→ **Exercise objective**
Rewrite the items from the first line through the line containing "38], [52, 38]]", inclusive, keeping every line, requests included, but multiply each vertex coordinate in the answers by 2.05 and round it to a whole number, with halves rounded up.

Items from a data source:
━━━
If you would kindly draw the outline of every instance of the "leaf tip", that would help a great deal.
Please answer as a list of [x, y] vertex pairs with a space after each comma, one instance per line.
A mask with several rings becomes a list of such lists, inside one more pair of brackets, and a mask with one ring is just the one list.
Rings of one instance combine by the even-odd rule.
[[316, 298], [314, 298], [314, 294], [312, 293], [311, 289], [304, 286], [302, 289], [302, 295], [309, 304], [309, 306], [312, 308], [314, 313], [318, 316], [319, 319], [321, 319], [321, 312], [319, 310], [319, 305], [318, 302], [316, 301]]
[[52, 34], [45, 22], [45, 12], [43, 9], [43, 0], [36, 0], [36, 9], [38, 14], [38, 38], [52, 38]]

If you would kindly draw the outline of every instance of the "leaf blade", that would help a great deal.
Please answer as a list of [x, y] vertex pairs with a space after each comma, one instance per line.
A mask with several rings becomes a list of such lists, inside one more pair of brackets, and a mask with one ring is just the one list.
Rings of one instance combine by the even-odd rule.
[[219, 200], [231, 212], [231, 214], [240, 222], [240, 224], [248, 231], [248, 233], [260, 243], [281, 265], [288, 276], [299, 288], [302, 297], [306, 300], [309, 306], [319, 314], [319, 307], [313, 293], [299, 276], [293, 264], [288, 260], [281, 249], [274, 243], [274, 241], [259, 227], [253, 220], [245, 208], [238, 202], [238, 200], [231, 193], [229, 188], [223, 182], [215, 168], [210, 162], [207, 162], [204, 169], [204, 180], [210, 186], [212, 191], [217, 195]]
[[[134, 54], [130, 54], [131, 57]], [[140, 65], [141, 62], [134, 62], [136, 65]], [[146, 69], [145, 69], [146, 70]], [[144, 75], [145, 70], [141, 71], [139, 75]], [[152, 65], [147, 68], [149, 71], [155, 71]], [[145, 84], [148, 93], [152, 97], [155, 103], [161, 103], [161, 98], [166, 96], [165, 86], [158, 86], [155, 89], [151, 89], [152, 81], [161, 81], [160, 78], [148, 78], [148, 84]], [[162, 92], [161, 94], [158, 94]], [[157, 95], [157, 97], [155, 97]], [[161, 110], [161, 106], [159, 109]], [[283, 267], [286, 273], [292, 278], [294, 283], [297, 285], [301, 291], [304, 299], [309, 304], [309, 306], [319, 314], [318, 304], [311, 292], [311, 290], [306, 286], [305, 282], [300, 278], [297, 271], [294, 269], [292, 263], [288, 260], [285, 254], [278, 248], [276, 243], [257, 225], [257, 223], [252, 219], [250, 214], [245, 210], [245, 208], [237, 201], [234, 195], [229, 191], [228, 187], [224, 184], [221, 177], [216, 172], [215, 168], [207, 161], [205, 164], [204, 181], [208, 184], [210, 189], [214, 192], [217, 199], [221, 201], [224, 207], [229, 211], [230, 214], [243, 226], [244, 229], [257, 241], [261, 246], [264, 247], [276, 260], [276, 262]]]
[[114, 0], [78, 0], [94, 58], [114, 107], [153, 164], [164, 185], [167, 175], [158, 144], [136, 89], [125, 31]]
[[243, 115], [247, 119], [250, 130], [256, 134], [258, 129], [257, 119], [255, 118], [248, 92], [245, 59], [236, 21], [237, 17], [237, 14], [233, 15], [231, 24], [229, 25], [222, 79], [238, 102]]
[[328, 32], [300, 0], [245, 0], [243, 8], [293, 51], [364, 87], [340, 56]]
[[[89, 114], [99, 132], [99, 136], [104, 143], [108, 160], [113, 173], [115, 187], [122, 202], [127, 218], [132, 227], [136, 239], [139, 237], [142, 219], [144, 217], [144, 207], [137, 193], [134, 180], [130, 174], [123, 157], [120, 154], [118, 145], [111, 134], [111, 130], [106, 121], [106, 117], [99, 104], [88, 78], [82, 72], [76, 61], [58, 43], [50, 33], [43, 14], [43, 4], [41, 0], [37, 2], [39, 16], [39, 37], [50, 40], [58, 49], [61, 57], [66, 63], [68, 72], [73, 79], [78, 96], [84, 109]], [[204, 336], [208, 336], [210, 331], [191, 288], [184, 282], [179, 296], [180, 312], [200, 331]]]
━━━
→ **Result for this exercise**
If you would kindly draw the outline of every instance of the "leaf tip", that would help a great deal.
Please answer as a list of [x, y] vertex pairs with a space after each comma, one instance per line.
A mask with several rings becomes a list of such lists, inside one more pair of brackets, and a mask with one ring is just the one list.
Rings of one instance combine by the even-odd rule.
[[648, 611], [644, 611], [644, 603], [640, 601], [638, 592], [623, 586], [619, 592], [619, 605], [633, 623], [633, 627], [640, 631], [644, 642], [652, 648], [654, 654], [658, 654], [658, 640], [654, 636], [654, 625], [652, 619], [648, 617]]
[[107, 70], [92, 45], [92, 25], [88, 18], [88, 0], [74, 0], [74, 18], [78, 29], [78, 78], [107, 78]]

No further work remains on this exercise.